__To be done__:
Give the data below again, word for word.
## start Material for this exercise
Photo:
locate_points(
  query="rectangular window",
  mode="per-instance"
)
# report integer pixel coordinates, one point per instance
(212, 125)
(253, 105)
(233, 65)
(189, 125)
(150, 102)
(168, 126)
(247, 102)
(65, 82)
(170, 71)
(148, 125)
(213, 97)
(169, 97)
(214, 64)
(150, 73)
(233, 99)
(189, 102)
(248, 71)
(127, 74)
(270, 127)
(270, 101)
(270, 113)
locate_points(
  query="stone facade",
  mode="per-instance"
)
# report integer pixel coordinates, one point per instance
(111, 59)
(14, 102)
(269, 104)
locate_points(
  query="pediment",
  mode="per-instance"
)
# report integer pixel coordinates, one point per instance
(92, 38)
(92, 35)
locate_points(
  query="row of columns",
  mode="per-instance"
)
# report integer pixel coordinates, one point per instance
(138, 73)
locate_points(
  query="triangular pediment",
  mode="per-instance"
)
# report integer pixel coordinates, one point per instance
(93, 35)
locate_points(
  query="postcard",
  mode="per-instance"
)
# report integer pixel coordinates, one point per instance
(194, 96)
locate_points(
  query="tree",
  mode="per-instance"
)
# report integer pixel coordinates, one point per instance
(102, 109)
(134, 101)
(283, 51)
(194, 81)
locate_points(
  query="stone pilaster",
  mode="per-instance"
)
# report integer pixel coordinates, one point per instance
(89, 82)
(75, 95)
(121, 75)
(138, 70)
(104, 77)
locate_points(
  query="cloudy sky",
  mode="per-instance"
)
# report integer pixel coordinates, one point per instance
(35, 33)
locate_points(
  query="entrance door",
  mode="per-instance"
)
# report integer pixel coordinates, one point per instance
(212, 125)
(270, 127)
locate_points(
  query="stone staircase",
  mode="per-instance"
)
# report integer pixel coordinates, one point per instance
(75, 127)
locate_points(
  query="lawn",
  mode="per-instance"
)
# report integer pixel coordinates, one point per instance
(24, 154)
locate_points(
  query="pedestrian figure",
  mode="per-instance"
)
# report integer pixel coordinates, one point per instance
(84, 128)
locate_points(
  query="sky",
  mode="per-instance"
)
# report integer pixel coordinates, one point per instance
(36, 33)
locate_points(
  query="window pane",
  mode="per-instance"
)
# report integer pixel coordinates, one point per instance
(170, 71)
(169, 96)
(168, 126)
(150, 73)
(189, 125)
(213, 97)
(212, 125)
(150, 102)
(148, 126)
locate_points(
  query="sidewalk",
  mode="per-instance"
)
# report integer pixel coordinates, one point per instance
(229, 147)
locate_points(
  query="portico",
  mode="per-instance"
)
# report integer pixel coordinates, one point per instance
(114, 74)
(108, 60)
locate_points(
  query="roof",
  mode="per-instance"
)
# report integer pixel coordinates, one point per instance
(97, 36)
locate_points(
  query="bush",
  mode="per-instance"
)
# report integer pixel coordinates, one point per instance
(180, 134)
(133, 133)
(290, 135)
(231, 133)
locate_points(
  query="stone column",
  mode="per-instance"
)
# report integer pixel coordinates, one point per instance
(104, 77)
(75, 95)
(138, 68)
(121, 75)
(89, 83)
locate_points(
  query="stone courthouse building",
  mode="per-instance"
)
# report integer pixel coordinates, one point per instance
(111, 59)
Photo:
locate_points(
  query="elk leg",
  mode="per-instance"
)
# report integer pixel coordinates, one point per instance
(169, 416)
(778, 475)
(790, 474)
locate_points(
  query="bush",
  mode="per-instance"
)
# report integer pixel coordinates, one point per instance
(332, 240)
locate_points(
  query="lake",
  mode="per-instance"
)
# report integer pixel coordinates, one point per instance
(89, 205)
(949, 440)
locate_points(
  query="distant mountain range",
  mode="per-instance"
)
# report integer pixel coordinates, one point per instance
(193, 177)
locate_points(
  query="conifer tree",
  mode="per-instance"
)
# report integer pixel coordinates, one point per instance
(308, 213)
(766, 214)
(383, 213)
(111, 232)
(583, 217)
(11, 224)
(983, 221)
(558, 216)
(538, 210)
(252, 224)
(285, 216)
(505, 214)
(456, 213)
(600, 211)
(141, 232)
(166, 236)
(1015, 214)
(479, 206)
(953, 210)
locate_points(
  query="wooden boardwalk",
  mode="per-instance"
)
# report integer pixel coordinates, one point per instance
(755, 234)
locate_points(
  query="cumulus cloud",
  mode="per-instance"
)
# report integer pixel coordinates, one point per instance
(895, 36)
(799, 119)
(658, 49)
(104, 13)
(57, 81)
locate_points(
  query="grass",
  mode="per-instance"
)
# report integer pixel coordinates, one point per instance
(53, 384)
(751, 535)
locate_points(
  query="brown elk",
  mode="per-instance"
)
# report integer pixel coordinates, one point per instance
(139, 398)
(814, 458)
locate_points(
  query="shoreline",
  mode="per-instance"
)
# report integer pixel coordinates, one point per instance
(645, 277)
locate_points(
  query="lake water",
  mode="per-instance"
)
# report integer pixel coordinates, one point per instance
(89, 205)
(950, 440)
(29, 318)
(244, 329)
## end Material for this exercise
__Correct output__:
Photo:
locate_points(
  query="rectangular window",
  mode="per-instance"
)
# report integer pixel coordinates, one point per instance
(212, 125)
(253, 105)
(233, 65)
(189, 125)
(150, 102)
(168, 126)
(247, 102)
(65, 82)
(170, 71)
(148, 125)
(213, 97)
(169, 97)
(214, 64)
(150, 73)
(233, 99)
(189, 102)
(248, 71)
(127, 74)
(270, 127)
(270, 101)
(270, 113)
locate_points(
  query="stone facade",
  mode="per-instance"
)
# report integer pixel coordinates, one point per instance
(111, 59)
(14, 102)
(269, 104)
locate_points(
  query="pediment",
  mode="per-instance"
)
# report integer pixel coordinates, one point per instance
(92, 38)
(92, 35)
locate_points(
  query="row of columns",
  mode="per-instance"
)
# report integer pixel coordinates, one point per instance
(138, 73)
locate_points(
  query="triangular pediment",
  mode="per-instance"
)
# report integer pixel coordinates, one point per instance
(93, 35)
locate_points(
  query="postcard",
  mode="per-instance"
)
# report integer pixel coordinates, one point per instance
(194, 96)
locate_points(
  query="tree",
  mode="per-instance"
)
# report integer pixel coordinates, one point per instance
(102, 109)
(134, 101)
(283, 51)
(194, 81)
locate_points(
  query="stone pilaster",
  mode="per-instance"
)
# report integer pixel coordinates, one point per instance
(89, 82)
(75, 95)
(121, 75)
(138, 70)
(104, 77)
locate_points(
  query="cloudy sky",
  mode="per-instance"
)
# report integer pixel coordinates, one point per instance
(35, 33)
locate_points(
  query="entrance door",
  mode="per-instance"
)
# report integer pixel coordinates, one point per instance
(212, 125)
(270, 127)
locate_points(
  query="stone staircase",
  mode="per-instance"
)
# report integer pixel coordinates, one point per instance
(75, 127)
locate_points(
  query="lawn",
  mode="per-instance"
)
# report integer pixel coordinates, one point per instance
(24, 154)
locate_points(
  query="pedestrian figure",
  mode="per-instance"
)
# report integer pixel coordinates, one point per instance
(84, 128)
locate_points(
  query="sky",
  mode="per-instance"
)
# report integer pixel coordinates, one point per instance
(36, 33)
locate_points(
  query="window pane",
  mode="per-instance"
)
# report integer pixel coordinates, one point per instance
(170, 71)
(169, 96)
(168, 126)
(150, 73)
(189, 125)
(213, 97)
(212, 125)
(150, 102)
(148, 126)
locate_points(
  query="sidewalk",
  mode="per-instance"
)
# report integer pixel coordinates, one point per instance
(229, 147)
locate_points(
  query="portico",
  mode="per-instance"
)
# report integer pixel coordinates, one point per instance
(114, 74)
(108, 60)
locate_points(
  query="roof",
  mode="per-instance"
)
# report integer pixel coordinates, one point per instance
(97, 36)
locate_points(
  query="bush",
  mode="per-instance"
)
# report integer pixel coordinates, one point per instance
(180, 134)
(133, 133)
(290, 135)
(231, 133)
locate_points(
  query="stone column",
  mode="per-instance"
)
# report integer pixel coordinates, one point per instance
(104, 77)
(75, 95)
(138, 68)
(121, 75)
(89, 83)
locate_points(
  query="stone courthouse building",
  mode="per-instance"
)
# report integer pixel coordinates, one point per instance
(111, 59)
Photo:
locate_points(
  query="elk leg",
  mode="per-instance"
)
# report integer pixel coordinates, one point per instance
(169, 416)
(778, 475)
(790, 474)
locate_points(
  query="bush",
  mode="per-instance"
)
# report integer pixel coordinates, one point per instance
(332, 240)
locate_points(
  query="lake",
  mode="per-instance"
)
# report integer pixel coordinates, one point per instance
(89, 205)
(949, 440)
locate_points(
  query="distant mountain range",
  mode="per-instance"
)
# report integer pixel coordinates, one point per instance
(193, 177)
locate_points(
  query="conifer tree",
  mode="per-instance"
)
# report integer pixel coordinates, one point per instance
(308, 213)
(766, 214)
(383, 213)
(111, 232)
(583, 217)
(11, 224)
(983, 221)
(558, 216)
(538, 210)
(252, 224)
(285, 216)
(505, 214)
(456, 213)
(600, 211)
(141, 232)
(166, 236)
(1015, 214)
(479, 206)
(953, 210)
locate_points(
  query="wooden boardwalk",
  mode="per-instance"
)
# report integer pixel coordinates, one point per instance
(755, 234)
locate_points(
  query="cumulus cloud",
  mode="per-instance"
)
# report integer pixel coordinates, one point per instance
(895, 36)
(799, 119)
(658, 49)
(104, 13)
(57, 81)
locate_points(
  query="grass",
  mode="per-instance"
)
# report integer pixel coordinates, one point per instance
(53, 384)
(751, 535)
locate_points(
  query="brown elk",
  mode="per-instance"
)
# report integer pixel coordinates, one point per instance
(139, 398)
(814, 458)
locate_points(
  query="shoreline",
  mode="per-instance"
)
# report integer pixel coordinates, one point per instance
(645, 277)
locate_points(
  query="lake water",
  mode="per-instance"
)
# report integer pixel coordinates, one point per instance
(89, 205)
(950, 440)
(29, 318)
(244, 329)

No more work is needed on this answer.